Records from a dataset:
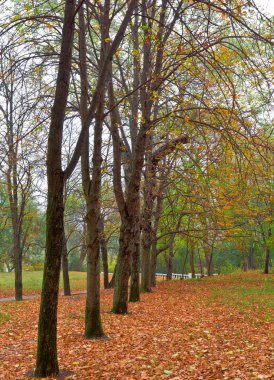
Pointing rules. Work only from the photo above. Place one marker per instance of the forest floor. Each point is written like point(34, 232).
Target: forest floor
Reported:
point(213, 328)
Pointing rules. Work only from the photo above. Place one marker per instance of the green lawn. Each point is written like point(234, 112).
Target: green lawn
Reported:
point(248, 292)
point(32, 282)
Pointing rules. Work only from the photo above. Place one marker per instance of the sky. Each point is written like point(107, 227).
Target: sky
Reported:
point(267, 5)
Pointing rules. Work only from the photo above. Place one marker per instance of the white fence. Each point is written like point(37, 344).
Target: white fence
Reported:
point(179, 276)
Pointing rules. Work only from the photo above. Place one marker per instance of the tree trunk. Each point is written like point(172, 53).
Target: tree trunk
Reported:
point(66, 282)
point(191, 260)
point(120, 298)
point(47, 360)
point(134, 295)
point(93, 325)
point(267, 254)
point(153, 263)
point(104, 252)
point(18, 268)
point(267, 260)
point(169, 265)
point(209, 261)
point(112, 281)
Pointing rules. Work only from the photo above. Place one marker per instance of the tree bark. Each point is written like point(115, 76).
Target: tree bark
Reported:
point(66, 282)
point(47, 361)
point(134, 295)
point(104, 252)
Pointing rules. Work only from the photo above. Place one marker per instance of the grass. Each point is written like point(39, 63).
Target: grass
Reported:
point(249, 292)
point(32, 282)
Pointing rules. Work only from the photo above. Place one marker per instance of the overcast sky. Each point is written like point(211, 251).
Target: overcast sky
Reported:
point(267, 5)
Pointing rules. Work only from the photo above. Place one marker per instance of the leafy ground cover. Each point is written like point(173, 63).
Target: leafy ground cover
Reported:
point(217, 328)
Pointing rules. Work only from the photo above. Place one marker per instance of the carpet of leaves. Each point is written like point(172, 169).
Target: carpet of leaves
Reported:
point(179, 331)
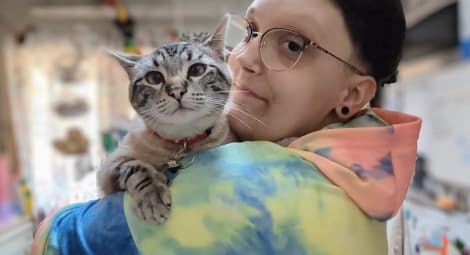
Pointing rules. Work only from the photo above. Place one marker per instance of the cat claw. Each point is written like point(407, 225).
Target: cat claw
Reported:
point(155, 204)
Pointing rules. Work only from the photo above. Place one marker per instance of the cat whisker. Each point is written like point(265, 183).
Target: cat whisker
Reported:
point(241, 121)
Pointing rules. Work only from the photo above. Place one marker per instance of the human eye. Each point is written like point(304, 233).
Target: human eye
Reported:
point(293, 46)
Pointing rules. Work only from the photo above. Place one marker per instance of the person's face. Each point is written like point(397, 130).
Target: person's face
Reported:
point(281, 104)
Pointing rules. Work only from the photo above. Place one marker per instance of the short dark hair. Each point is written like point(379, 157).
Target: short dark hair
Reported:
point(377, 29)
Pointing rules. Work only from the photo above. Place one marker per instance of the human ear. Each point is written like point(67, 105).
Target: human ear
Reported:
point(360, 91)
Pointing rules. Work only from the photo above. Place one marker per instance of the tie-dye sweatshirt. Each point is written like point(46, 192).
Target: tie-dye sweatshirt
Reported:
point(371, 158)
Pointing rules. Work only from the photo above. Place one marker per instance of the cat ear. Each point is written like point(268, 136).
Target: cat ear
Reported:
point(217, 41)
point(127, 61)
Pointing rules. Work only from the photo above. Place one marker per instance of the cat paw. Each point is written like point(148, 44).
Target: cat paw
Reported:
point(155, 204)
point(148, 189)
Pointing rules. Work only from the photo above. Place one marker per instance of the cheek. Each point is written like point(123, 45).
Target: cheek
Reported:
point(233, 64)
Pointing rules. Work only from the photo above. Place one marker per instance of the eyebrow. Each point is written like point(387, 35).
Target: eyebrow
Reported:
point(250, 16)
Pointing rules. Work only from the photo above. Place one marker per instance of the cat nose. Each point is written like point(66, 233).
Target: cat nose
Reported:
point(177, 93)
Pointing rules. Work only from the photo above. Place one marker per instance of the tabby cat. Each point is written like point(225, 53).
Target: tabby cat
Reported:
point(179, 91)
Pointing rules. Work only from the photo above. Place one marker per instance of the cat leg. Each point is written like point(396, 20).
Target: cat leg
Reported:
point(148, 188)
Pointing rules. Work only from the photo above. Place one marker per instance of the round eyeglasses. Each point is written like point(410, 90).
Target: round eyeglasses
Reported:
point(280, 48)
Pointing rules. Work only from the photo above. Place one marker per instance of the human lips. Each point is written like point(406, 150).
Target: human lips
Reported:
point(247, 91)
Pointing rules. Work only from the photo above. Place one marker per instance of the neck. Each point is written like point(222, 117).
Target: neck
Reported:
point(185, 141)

What the exercise asks: Repeat the data in full and exactly. Omit pictures.

Written solution:
Pointing rules. Work only from the photo above. Place one marker per instance of the forest floor. Each point is written like point(34, 232).
Target: forest floor
Reported:
point(213, 328)
Pointing rules. Work only from the photo above. Place one marker per instance of the green lawn. Each point is written like point(234, 112).
Target: green lawn
Reported:
point(248, 292)
point(32, 282)
Pointing rules. Work only from the photo above. Place one marker per instance of the sky. Each point is written like point(107, 227).
Target: sky
Reported:
point(267, 5)
Pointing rules. Work only from the photo above. Place one marker per instance of the white fence. Each point is written like point(37, 344).
Target: white fence
Reported:
point(179, 276)
Pointing rules. Work only from the photo above. Place one marker per instance of the tree trunk. Each point is written like point(172, 53).
Target: tree trunk
Reported:
point(66, 282)
point(191, 260)
point(120, 298)
point(47, 360)
point(134, 295)
point(93, 325)
point(267, 254)
point(153, 263)
point(104, 252)
point(18, 268)
point(267, 260)
point(169, 265)
point(209, 261)
point(112, 281)
Pointing rules. Work only from the photo above. Place one marker per instance of the tree bark. Each point is written like point(115, 76).
Target: tree bark
Reported:
point(66, 282)
point(47, 361)
point(134, 295)
point(104, 252)
Pointing rules. Work only from the photo above. Place one marker per instance of the grass. Each point is written like point(39, 63).
Target: grass
Reported:
point(249, 292)
point(32, 282)
Pointing rules. Work only from the photo above. Place one marker per instance of the overcast sky. Each point is written like point(211, 251).
Target: overcast sky
Reported:
point(267, 5)
Pointing rules. Work only from the photo above. Place one marker per instance of the leafy ground cover. Each point is written like point(173, 63).
Target: leafy ground cover
Reported:
point(217, 328)
Pointing rules. Work only from the photo above. Place one marker per instance of the carpet of leaves. Each point is written like point(172, 169).
Target: carpet of leaves
Reported:
point(179, 331)
Pointing rules. Work only from the photo above. Place one marker per instance of the cat claw. Each point is written like point(407, 225).
Target: cat claw
Reported:
point(155, 204)
Pointing rules. Work only from the photo above. Place one marker per instance of the cat whisker. Each point is written like point(265, 183).
Target: cat whisker
Reported:
point(241, 121)
Pointing rules. Work only from the photo above. Place one marker per instance of the human eye. Each point is written like point(304, 233).
Target: human eye
Reported:
point(293, 46)
Pointing rules. Work only from the photo above. Place one marker per instance of the person's face. Each point is written like point(397, 130).
Target: person's face
Reported:
point(281, 104)
Pointing rules. Work only from the photo above. Place one marker per instance of the short dark hair. Each point is written like point(379, 157).
Target: short dark hair
Reported:
point(377, 29)
Pointing rules. Work only from the photo above. Place one marker per instance of the human ear. Each point is written like point(67, 105).
Target: human ear
Reported:
point(360, 91)
Pointing rules. Work only from the photo above. Place one marker per instance of the tie-dye sweatshirt. Each point is written like point(46, 192).
Target: tie-dye sweatshirt
Reported:
point(371, 158)
Pointing rules. Work only from the photo above. Place one marker per instance of the cat ear. Each point is written like point(268, 136).
Target: cat ear
Reported:
point(217, 41)
point(127, 61)
Pointing rules. Work only from the photo above. Place one marker per instance of the cat paw. Each point is written like point(148, 44).
Target: cat paw
Reported:
point(155, 204)
point(148, 189)
Pointing rules. Work only from the photo above. Place one marker per instance of the cheek. Each point is written like point(123, 45).
Target: cheek
Reported:
point(233, 64)
Pointing rules. Work only from the photo above. Place one marker per instance of the eyebrow. Each point is written like point(387, 35).
Target: eyebrow
Reported:
point(250, 16)
Pointing rules. Work only from the photo above. Place one marker per instance of the cat nose. Each point is written like point(66, 233).
Target: cat nose
Reported:
point(177, 93)
Pointing rules. Work only from the photo above. Place one marker per instance of the tabby cat. Each point is written like point(225, 53).
Target: tabby cat
Reported:
point(179, 91)
Pointing rules. Work only from the photo above. Place one marker per instance of the cat leg. Each point is written like point(396, 20).
Target: cat leg
Reported:
point(148, 188)
Pointing rules. Work only from the photo above. Place one marker per instance of the round eyeglasses. Each point is written like point(410, 90).
Target: round eyeglasses
Reported:
point(280, 48)
Pointing rules. Work only from the photo above. Place one marker per instance of the human lips. Each point is written like point(406, 150).
Target: human lips
Reported:
point(247, 91)
Pointing rules. Work only from the photo above. Place one marker per instance of the neck. Each point is written like point(222, 117).
Target: neck
Reported:
point(185, 141)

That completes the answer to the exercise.